EXERCISE DIRECTIONS. All of the records listed below should be retyped exactly.

*****

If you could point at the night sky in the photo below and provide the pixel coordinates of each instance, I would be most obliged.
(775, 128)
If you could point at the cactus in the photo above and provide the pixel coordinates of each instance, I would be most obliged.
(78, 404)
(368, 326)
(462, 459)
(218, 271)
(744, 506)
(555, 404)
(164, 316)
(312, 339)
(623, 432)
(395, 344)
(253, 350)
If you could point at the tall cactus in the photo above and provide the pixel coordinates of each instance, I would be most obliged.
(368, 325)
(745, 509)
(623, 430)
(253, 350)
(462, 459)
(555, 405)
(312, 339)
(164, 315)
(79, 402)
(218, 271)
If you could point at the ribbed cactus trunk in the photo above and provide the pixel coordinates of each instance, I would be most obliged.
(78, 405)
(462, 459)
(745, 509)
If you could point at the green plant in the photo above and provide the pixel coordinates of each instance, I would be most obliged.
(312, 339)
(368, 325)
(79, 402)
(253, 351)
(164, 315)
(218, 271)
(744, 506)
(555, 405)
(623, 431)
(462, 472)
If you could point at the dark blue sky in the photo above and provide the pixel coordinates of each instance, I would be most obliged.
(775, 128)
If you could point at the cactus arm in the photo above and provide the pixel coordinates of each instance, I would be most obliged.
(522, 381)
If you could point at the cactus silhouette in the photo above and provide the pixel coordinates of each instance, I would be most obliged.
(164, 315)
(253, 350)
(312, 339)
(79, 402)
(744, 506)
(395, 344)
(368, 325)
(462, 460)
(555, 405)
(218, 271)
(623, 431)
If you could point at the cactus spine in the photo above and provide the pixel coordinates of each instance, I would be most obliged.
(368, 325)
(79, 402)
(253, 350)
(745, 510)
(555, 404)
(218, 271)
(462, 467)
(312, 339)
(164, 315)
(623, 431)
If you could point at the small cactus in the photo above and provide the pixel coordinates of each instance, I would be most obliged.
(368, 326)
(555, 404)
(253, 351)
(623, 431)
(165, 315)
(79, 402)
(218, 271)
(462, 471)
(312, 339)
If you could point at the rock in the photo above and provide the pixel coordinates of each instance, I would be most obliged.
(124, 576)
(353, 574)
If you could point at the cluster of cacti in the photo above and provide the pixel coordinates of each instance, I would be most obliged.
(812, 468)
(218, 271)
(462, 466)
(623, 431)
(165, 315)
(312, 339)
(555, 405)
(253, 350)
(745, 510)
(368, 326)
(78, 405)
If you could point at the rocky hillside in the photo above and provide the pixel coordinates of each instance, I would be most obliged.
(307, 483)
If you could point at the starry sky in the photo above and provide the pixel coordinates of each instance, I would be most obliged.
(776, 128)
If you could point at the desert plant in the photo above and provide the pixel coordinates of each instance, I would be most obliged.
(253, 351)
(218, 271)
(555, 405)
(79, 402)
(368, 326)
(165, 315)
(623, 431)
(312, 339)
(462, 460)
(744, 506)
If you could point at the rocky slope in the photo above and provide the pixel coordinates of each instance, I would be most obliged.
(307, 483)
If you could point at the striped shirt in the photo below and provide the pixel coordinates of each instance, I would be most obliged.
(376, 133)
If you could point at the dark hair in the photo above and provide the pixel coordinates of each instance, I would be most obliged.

*****

THE REPLY.
If you could point at the night sky in the photo below and provide the pixel coordinates of each instance, I would be most obliged.
(775, 128)
If you could point at the cactus in the photo above and provide the pixel coordinates of each instance, I would be most obliged.
(78, 404)
(368, 326)
(462, 459)
(218, 271)
(744, 506)
(555, 404)
(164, 316)
(312, 339)
(623, 432)
(395, 344)
(253, 350)
If you could point at the tall cactus in the photo above and provide the pixel coordinates of each instance, I would be most obliged.
(368, 325)
(745, 509)
(623, 430)
(253, 350)
(462, 459)
(555, 405)
(312, 339)
(164, 315)
(79, 402)
(218, 271)
If you could point at the ribbed cactus trunk in the photo above and provide the pixel coordinates of each instance, I would be most obliged.
(78, 405)
(462, 459)
(745, 509)
If you could point at the green plant in the photo above and provide the pixel coordinates of each instance, I would be most obliged.
(312, 339)
(368, 325)
(79, 402)
(253, 351)
(164, 315)
(218, 271)
(744, 506)
(555, 405)
(623, 431)
(462, 472)
If you could point at the dark blue sky in the photo above and provide the pixel coordinates of each instance, I would be most obliged.
(775, 128)
If you could point at the cactus arm in the photo above and provide the pixel coordinates of each instance, I would be most obliged.
(522, 381)
If you could point at the cactus silhouette in the photo above and provide the pixel coordinates of each instance, I would be most obliged.
(164, 315)
(253, 350)
(312, 339)
(79, 402)
(744, 506)
(395, 344)
(368, 325)
(462, 460)
(555, 405)
(218, 271)
(623, 431)
If you could point at the cactus spine in the photo above and provide the pixel coordinates of each instance, I would be most obliged.
(368, 325)
(79, 402)
(253, 350)
(745, 510)
(555, 404)
(218, 271)
(462, 467)
(312, 339)
(164, 315)
(623, 431)
If you could point at the small cactus in the photo above and provide the pixel coordinates of each instance, I would be most obliged.
(368, 326)
(555, 404)
(253, 351)
(623, 431)
(165, 315)
(79, 402)
(218, 271)
(462, 471)
(312, 339)
If you could point at the rock in the photo above and provide the pixel coordinates of each instance, I would be most obliged.
(124, 576)
(353, 574)
If you could point at the cluster of cacti in the photo above and provide the pixel coordinates of each instance, I would be most obliged.
(812, 468)
(218, 271)
(462, 466)
(623, 431)
(165, 315)
(312, 339)
(555, 405)
(253, 350)
(745, 510)
(368, 326)
(78, 405)
If you could point at the rocky hillside in the photo above and provide the pixel coordinates of each instance, I would be most obliged.
(307, 483)
If you could point at the starry sky in the photo above and provide the pixel coordinates of each instance, I would be most obliged.
(776, 128)
If you could point at the desert plant in the photo above and provide the pixel coordinates of each instance, I would be most obliged.
(253, 351)
(218, 271)
(555, 405)
(79, 402)
(368, 326)
(165, 315)
(623, 431)
(312, 339)
(462, 460)
(744, 506)
If you could point at the rocky slope in the photo above and provide the pixel coordinates of each instance, I would be most obliged.
(307, 483)
If you could point at the striped shirt in the photo below and provide the pixel coordinates of each instance, I would be most obliged.
(376, 133)
If you could point at the dark hair in the photo above and provide the pixel coordinates of each instance, I would be most obliged.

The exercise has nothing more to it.